Job:
Skip the pictures. Transcribe the rest of the data below without changing a word.

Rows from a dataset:
※
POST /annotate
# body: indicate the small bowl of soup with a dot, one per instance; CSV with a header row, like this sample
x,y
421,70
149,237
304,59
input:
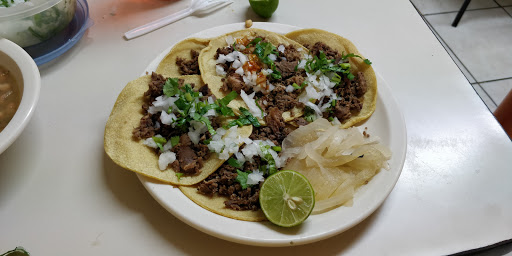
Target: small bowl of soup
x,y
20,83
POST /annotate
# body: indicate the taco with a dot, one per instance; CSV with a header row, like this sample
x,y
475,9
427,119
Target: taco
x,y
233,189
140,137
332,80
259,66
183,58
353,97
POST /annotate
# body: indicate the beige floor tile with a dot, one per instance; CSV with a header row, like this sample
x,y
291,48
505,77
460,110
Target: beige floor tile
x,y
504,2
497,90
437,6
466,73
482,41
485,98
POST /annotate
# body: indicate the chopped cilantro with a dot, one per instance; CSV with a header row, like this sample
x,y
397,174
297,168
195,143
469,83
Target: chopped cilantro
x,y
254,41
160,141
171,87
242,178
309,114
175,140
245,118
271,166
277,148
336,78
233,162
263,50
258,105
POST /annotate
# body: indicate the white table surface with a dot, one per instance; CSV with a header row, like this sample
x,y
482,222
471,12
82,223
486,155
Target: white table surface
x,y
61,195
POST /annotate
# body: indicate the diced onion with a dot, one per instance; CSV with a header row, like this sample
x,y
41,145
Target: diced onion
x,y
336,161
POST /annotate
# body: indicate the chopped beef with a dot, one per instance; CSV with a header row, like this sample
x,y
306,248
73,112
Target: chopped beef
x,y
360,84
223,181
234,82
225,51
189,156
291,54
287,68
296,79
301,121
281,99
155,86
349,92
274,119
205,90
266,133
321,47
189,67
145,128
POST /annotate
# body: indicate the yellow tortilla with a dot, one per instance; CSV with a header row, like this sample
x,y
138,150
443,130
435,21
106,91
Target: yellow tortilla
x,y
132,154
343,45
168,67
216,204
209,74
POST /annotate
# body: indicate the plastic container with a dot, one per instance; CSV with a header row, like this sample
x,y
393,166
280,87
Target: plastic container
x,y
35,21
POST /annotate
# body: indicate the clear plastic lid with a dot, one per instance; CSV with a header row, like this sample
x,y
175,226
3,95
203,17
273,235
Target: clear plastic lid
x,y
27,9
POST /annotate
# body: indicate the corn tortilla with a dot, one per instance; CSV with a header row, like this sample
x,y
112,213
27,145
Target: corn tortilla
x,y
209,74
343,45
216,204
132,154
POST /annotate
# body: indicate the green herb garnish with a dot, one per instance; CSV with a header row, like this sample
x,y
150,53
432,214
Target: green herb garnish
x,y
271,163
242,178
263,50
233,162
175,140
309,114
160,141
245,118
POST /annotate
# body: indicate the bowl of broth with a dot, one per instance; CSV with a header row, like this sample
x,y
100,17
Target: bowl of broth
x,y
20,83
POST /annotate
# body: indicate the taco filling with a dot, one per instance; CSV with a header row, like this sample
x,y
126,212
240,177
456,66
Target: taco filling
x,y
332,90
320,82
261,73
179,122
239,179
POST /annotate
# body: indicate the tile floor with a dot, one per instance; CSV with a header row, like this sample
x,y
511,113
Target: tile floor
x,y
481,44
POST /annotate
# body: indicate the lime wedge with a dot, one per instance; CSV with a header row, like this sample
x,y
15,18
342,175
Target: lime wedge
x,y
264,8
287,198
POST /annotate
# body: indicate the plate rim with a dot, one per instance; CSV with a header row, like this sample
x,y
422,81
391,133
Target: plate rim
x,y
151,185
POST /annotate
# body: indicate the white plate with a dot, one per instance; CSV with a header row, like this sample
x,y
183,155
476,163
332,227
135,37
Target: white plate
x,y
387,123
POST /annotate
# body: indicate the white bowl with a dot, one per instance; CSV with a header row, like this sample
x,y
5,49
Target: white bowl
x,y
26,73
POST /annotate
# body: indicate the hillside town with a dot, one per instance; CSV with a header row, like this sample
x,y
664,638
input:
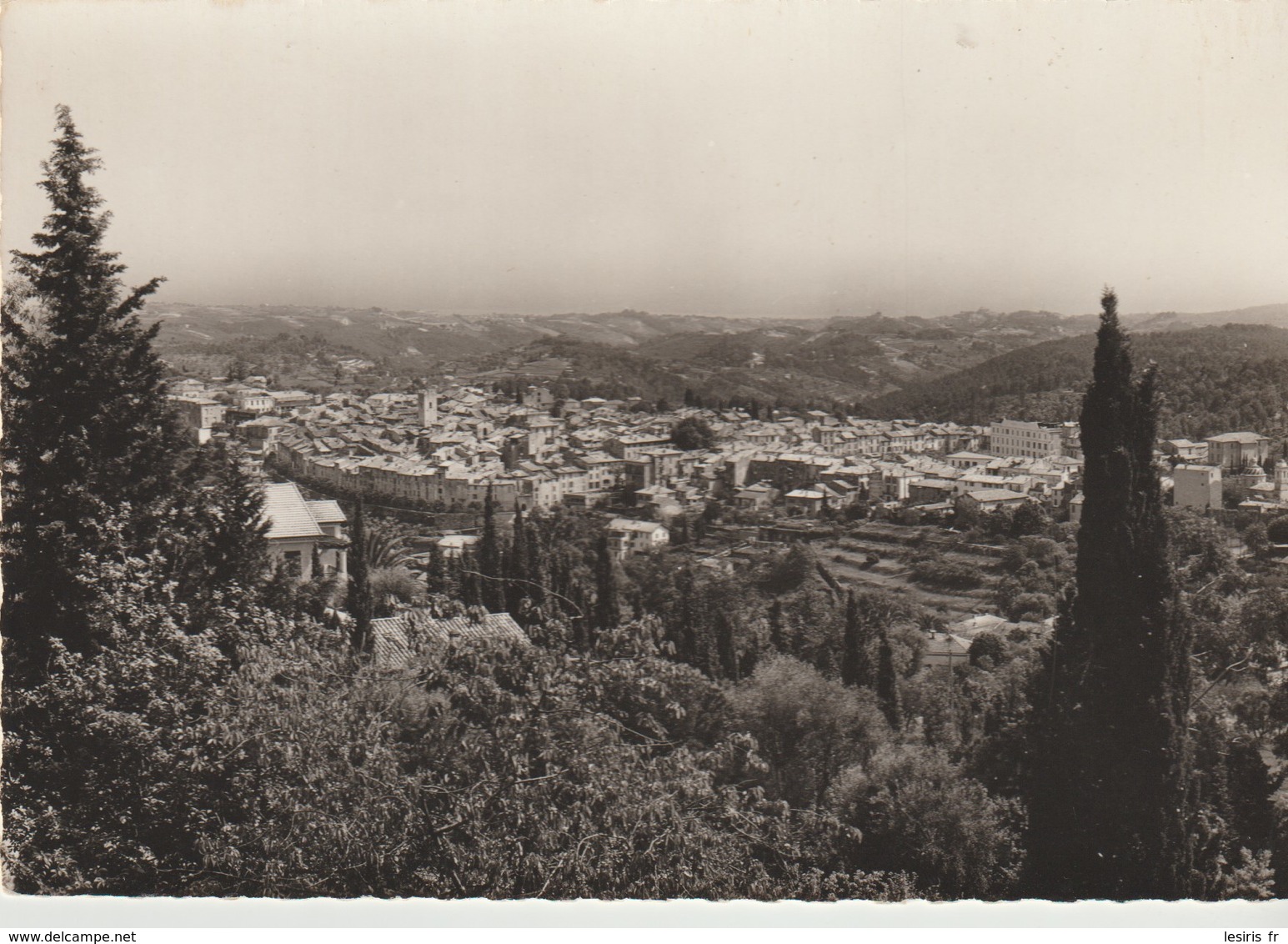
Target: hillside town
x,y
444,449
※
Exercise output:
POST /annotate
# body: indicate the small bowl of soup with a dot, one per instance; CSV with a header row, like this sample
x,y
421,70
149,237
304,59
input:
Target: small bowl of soup
x,y
20,83
POST /annotate
# body: indicate the taco with a dot, one per instance; CSV with a header row, like this sample
x,y
475,9
427,119
Target: taco
x,y
233,189
140,137
332,80
259,66
183,58
353,97
POST /annotate
# body: indicate the beige floor tile with a dot, one per instance; CSV with a header row, like this sample
x,y
291,48
505,77
460,110
Target: beige floor tile
x,y
504,2
497,90
437,6
466,73
482,41
485,98
POST /annotate
# body: indicate the chopped cilantro with a dot, one per instance; CSV with a header row, like this sample
x,y
397,174
297,168
195,143
469,83
Target: chopped cilantro
x,y
254,41
160,141
171,87
242,178
309,114
175,140
245,118
271,166
277,148
336,78
233,162
263,50
258,105
POST /annotate
# body: indicate the white table surface with a dot, one per instance; CSV with a header row, like this sample
x,y
482,222
471,12
82,223
486,155
Target: white table surface
x,y
61,195
POST /annotate
# body: indicate the diced onion with a dot, one per instance; CSV with a header row, like this sample
x,y
41,145
Target: diced onion
x,y
336,161
POST /annotate
# body: indicate the chopped beef with a dot, one per instance; CSV with a header row, like this sample
x,y
306,248
73,112
Target: chopped beef
x,y
360,84
223,181
234,82
225,51
189,156
291,54
287,68
296,79
301,121
281,99
155,86
349,92
274,119
205,90
266,133
321,47
189,67
145,128
POST /annotate
# body: indicate the yellow tortilla with a dot, one per instance; CSV with a header row, like this sample
x,y
138,150
443,130
435,21
106,91
Target: yellow tortilla
x,y
132,154
343,45
168,67
216,204
209,74
POST /annotate
# body: indicate the plastic container with a dot, one per instance; CSV with a header row, like this sample
x,y
393,166
280,87
Target: plastic container
x,y
35,21
POST /annotate
# body: indicate the clear plastic lid with a dot, one per instance; CSV with a header row, like this sample
x,y
175,226
3,95
203,17
273,235
Target: clear plastic lid
x,y
27,9
POST /annotate
# body: indicate the corn tortilla with a dot, one per instance; CSV with a header row, like this sample
x,y
112,213
27,145
Target: corn tortilla
x,y
209,74
343,45
216,204
132,154
POST /annotate
# body: indicate the green herb garnish with a dot, one per instance; CSV with a header row, like this sample
x,y
150,53
432,214
Target: green herb garnish
x,y
271,163
242,178
263,50
233,162
175,140
309,114
160,141
245,118
POST /annotate
# body: indicate the bowl of broth with a dot, one per instance; CSV with a header row, like this sample
x,y
100,17
Target: bowl of broth
x,y
20,83
POST /annotate
# body: indicate the taco filling with a dot, one per instance; CSV with a header row, like this sample
x,y
126,212
240,177
456,66
Target: taco filling
x,y
332,90
320,82
261,73
179,122
239,179
POST /annotate
# body: indicate the tile floor with a dot, one per instance; CSV with a header row, like this sample
x,y
511,113
Target: tile floor
x,y
481,44
POST /annotate
# body: indicate the lime wedge with a dot, one per instance; CSV with a header row, like this sample
x,y
15,18
342,175
Target: lime wedge
x,y
264,8
287,198
POST /annotate
# body: indicate the plate rim with a dot, one per instance; CSV with a header row, like this sample
x,y
422,81
391,133
Target: plate rim
x,y
151,185
POST /annotate
# body: indicate the white plate with a dot, one per instance; CSV with a header row, like this sample
x,y
183,155
476,163
332,227
135,37
Target: white plate
x,y
387,123
POST /annotate
# body: indicate the white bowl with a dot, one per instance; CSV with a header row, like this sample
x,y
5,49
Target: white bowl
x,y
26,73
POST /annotate
# body: indicate the hillside town with a dot, one per instance; CSV with a header row, like this sample
x,y
664,638
input:
Target: hillside town
x,y
444,449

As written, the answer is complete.